== Aim of the exercise ==
Please format the data from its first line up to and including the line containing "[[146,92],[90,86],[93,132],[147,133]]" as a numbered list, omitting blank lines and leaving the pictures out.

== Supplied records ==
════════════════════

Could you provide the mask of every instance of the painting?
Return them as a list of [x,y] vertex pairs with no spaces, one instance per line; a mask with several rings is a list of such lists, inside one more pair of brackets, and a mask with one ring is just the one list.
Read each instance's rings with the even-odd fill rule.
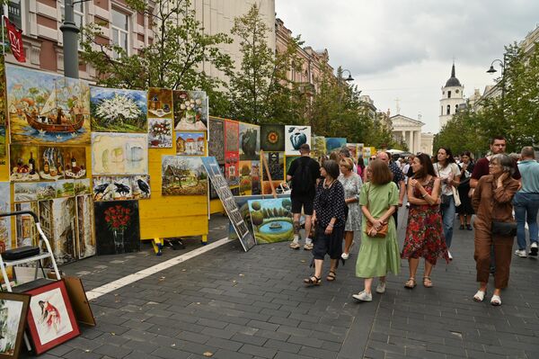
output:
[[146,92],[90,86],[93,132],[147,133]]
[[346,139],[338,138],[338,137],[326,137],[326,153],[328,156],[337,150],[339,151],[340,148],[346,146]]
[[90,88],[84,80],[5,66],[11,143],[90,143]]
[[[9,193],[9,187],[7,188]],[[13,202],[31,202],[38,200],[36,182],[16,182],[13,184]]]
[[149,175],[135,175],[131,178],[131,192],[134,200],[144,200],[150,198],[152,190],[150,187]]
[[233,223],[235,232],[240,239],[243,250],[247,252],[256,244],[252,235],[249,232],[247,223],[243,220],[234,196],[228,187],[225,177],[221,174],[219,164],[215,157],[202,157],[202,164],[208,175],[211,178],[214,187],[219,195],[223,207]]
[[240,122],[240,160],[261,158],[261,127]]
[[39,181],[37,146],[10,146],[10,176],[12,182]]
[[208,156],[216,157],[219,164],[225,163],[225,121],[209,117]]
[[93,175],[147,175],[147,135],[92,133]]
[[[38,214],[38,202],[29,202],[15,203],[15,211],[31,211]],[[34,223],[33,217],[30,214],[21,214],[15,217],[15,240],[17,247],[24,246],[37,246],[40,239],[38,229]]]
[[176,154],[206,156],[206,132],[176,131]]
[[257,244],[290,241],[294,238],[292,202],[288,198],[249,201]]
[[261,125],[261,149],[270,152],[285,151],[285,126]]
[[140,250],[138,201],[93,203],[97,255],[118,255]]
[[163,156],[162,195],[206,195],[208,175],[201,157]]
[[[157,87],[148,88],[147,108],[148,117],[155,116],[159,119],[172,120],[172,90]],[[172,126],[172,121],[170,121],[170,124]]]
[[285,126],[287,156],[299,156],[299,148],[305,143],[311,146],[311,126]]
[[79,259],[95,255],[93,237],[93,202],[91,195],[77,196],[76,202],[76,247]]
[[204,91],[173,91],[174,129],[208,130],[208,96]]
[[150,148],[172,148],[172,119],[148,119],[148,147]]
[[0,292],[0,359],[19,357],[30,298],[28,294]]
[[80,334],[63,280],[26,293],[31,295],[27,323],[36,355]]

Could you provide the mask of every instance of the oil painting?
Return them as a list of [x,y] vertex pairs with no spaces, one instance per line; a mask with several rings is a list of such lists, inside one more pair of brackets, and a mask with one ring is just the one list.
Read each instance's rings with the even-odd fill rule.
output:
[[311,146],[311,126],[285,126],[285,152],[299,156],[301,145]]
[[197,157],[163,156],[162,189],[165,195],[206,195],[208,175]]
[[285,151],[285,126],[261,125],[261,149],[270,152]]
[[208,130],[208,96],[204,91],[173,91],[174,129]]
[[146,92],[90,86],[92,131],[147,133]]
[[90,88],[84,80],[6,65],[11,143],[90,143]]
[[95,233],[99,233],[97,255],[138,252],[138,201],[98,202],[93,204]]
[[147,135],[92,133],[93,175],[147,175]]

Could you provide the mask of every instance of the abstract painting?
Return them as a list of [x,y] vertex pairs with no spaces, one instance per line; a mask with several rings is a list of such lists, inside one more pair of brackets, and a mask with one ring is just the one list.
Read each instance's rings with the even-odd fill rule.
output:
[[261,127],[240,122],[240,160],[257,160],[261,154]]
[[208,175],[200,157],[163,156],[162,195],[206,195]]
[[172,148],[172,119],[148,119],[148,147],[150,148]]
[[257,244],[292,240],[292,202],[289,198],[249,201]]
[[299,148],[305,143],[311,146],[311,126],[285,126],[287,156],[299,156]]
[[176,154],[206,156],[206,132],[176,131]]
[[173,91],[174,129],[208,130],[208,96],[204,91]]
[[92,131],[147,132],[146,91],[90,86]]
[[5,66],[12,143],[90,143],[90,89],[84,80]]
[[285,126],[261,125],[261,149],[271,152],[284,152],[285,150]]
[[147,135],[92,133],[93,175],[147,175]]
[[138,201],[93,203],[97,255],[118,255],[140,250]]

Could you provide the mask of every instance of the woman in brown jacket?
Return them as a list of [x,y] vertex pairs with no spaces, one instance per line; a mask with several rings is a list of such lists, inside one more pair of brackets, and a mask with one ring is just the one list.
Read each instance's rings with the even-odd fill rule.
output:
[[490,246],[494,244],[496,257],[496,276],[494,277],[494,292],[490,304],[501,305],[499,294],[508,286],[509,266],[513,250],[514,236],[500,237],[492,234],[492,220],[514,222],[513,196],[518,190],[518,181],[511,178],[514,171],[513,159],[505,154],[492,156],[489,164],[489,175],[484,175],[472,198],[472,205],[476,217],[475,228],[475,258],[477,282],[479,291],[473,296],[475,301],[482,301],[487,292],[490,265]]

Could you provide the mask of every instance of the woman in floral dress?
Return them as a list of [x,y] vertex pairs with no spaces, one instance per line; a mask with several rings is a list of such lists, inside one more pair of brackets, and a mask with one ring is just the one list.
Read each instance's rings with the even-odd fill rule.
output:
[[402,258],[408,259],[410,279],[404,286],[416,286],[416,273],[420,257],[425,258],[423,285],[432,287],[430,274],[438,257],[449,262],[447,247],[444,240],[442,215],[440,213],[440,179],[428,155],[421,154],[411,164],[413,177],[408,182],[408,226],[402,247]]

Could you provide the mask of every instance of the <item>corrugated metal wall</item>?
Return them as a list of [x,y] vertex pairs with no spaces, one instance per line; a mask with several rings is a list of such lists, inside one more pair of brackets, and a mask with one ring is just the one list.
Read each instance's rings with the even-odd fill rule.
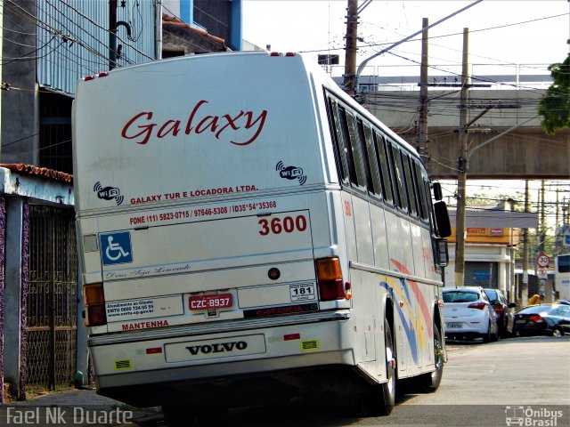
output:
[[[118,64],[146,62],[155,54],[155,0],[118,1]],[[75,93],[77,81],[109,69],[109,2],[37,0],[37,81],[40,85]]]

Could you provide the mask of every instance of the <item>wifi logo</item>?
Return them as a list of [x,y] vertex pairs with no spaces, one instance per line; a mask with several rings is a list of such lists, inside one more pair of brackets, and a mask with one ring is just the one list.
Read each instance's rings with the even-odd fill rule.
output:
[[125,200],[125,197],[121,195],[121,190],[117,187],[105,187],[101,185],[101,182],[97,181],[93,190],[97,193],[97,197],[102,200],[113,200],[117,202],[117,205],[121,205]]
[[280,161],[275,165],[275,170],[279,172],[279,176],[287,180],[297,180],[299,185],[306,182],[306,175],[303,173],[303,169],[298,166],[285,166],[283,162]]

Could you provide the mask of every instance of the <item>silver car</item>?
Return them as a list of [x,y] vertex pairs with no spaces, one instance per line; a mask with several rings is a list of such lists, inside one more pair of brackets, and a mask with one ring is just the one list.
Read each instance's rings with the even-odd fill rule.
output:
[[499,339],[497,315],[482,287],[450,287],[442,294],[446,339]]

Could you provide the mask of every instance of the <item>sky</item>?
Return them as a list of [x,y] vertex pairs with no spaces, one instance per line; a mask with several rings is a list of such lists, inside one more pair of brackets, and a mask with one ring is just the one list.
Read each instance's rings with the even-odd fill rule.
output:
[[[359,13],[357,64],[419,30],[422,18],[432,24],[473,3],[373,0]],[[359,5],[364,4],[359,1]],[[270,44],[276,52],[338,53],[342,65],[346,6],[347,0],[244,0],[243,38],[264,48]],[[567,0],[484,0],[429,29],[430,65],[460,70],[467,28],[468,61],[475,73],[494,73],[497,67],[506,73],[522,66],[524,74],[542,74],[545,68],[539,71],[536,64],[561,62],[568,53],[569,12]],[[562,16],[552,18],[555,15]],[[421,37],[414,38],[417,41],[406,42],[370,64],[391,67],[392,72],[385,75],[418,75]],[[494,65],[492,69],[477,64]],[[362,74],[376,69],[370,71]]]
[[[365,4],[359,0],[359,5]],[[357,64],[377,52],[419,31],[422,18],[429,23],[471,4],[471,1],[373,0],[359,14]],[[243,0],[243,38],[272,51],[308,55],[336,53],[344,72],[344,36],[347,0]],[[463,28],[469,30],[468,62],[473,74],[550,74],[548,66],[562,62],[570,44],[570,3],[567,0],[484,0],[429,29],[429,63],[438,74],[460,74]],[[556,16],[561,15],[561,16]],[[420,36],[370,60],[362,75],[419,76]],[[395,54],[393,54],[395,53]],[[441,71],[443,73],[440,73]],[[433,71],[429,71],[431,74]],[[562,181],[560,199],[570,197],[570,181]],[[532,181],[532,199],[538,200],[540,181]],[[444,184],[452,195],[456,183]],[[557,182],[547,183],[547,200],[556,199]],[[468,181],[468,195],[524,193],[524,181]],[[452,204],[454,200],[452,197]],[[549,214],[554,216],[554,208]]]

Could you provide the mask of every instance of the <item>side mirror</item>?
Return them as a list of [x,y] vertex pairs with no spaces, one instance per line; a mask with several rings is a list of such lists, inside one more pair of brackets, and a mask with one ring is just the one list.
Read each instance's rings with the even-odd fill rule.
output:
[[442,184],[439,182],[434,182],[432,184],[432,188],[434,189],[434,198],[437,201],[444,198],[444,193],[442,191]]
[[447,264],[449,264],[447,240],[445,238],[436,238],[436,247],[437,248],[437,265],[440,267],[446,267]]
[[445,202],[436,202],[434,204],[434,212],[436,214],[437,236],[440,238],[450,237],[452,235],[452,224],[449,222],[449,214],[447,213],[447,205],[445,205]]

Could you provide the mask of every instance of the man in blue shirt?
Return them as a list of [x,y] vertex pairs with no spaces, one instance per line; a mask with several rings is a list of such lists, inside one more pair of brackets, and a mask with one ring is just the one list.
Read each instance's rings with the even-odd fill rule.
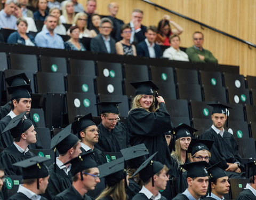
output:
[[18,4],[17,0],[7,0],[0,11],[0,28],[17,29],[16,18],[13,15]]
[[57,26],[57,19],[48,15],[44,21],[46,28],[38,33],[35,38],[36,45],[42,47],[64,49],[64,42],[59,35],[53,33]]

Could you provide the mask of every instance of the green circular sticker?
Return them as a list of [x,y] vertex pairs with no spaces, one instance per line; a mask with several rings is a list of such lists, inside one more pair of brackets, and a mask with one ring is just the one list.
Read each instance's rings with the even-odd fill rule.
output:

════════════════════

== Completed task ==
1. Could you provide the mask of every instance of the painting?
2. Return them as a list of [x,y] vertex pairs with no spaces, one instance per line; a mask with several rings is a list of such lists, inside one more pair of brackets, and a mask with one ring is just the one list.
3. Read each instance's rings with the even-odd fill rule.
4. output:
5. [[146,92],[90,86],[93,132],[147,133]]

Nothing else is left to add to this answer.